─── QUOTED PASSAGE ───
A tripartite committee with the task of reforming the 1970 Employment Contracts Act has finished its work, and it proposed a new amended Act on 15 February 2000. The Act governs such basic issues as drawing up contracts of employment, the rights and duties of employers and employees, the terms and conditions of employment, the grounds for termination of employment, and the procedure to be observed on termination. The work of the committee had been in progress for several years (FI9706116F), and many deadlines have been over-run (FI9810179F). The reform process has involved many disputes of principle, and these are becoming political in nature now that a revised Act must be prepared within a coalition government made up of right- and left-wing parties. Differing views concerning the "general validity" of collective agreements, in particular, are splitting the government ranks between right and left (FI9905105N). At present, a collective agreement may be deemed to be binding on all employers and employees in a sector, and not just members of the signatory organisations, if at least half of the employers belong to the relevant employers' organisation.

Main points of the reform

The committee chair's proposal for a new Act was approved in a vote by a large majority of the committee. The key points of the proposal are as follows.
───
• _WORK TO COMPLETE_
#1 Reproduce the part of the passage on the Employment Contracts Act reform that opens with the words containing "Main points of" and closes with "are as follows.".
#2 According to the passage on the Employment Contracts Act reform, why are the disputes of principle in the reform process becoming political? Answer in one to three sentences.
#3 Resume the passage on the Employment Contracts Act reform, picking up after its final sentence.
─── INFORMATION GIVEN ───
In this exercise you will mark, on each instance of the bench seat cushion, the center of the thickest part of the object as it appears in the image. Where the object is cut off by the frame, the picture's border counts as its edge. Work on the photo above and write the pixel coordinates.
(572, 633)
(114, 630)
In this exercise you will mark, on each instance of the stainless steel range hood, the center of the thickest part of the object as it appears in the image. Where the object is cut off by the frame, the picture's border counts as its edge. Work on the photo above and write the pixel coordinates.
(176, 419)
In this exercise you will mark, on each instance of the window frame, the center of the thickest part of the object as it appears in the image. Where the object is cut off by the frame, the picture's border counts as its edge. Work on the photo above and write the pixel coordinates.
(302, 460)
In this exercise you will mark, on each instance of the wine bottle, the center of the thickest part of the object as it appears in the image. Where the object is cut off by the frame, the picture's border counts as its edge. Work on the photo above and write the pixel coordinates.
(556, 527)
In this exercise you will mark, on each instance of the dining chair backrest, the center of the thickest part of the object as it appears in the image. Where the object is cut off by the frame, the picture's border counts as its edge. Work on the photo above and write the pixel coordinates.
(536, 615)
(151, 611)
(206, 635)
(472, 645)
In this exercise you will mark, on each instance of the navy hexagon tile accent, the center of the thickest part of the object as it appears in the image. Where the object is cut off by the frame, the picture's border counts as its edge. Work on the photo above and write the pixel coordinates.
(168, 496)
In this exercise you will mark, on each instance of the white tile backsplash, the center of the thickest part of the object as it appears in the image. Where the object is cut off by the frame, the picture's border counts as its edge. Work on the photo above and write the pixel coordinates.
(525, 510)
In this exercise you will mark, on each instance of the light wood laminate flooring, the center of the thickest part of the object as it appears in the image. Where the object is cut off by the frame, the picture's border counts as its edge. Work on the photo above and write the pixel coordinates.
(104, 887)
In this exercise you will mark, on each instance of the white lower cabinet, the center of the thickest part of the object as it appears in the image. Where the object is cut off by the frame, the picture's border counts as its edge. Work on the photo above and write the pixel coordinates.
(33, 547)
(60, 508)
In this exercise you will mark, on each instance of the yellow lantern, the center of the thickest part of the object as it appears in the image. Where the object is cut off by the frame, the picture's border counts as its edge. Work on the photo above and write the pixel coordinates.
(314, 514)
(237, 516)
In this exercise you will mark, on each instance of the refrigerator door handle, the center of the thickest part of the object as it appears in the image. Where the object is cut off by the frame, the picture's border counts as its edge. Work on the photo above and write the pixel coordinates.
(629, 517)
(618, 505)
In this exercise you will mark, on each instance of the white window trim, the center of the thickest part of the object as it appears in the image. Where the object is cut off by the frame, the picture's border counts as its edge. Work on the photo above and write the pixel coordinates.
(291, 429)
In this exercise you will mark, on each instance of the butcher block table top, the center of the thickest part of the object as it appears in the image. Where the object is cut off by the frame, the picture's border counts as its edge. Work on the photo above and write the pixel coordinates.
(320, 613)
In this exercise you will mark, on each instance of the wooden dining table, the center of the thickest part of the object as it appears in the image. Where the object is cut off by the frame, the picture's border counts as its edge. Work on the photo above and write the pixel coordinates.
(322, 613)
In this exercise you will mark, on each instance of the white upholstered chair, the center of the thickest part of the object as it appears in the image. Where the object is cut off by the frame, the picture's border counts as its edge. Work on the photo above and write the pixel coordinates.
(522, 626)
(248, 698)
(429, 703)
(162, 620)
───
• _SOLVED PROBLEMS_
#1
Main points of the reform

The committee chair's proposal for a new Act was approved in a vote by a large majority of the committee. The key points of the proposal are as follows.

#2 They are becoming political because a revised Act must now be prepared within a coalition government made up of right- and left-wing parties.

#3
  • New criteria for a collective agreement to be regarded as generally binding should be specified. The minimum terms of employment applicable to all employment relationships should still be defined according to such a generally binding agreement. An employer would have to comply at least with the provisions in a national collective agreement deemed to be representative in the relevant sector as regards those terms of employment and working conditions which relate to the work done by the employee concerned or to closely comparable work. The Ministry of Social Affairs and Health would have to confirm, by a ruling, whether a national collective agreement was so representative in its area of application that it could be deemed generally binding. This Ministry ruling could be appealed against and referred to an industrial tribunal, whose decision would be final.
  • Temporary agency workers would be subject to the regulations of the generally binding collective agreement applicable to the user company, if the temporary agency is not bound by another collective agreement (FI9911126N).
  • The gap between open-ended and fixed-term contracts should be narrowed. The Act should provide that an employee's employment-related benefits should be accumulated in the case of repeated fixed-term employment relationships with the same employer. Further, employers should be obliged to take account of the position of part-time and fixed-term employees in their service by notifying them of upcoming and current vacancies, in the same way as they inform other employees. If employers had a need for more labour, they would be under obligation to offer the additional work primarily to employees who had already been working for them part-time. It should not be permissible for the terms of part-time and fixed-term contracts to be less advantageous to employees than those for other employment relationships, if there is no objective reason for this.
  • The periods of notice of termination of contract to be observed by employers should be reduced in the case of short-term employment relationships. On the other hand, a notice period of six months should be applied once an employment relationship has continued for more than 12 years, whereas under the current Act it becomes applicable only in employment relationships that have continued for 15 years.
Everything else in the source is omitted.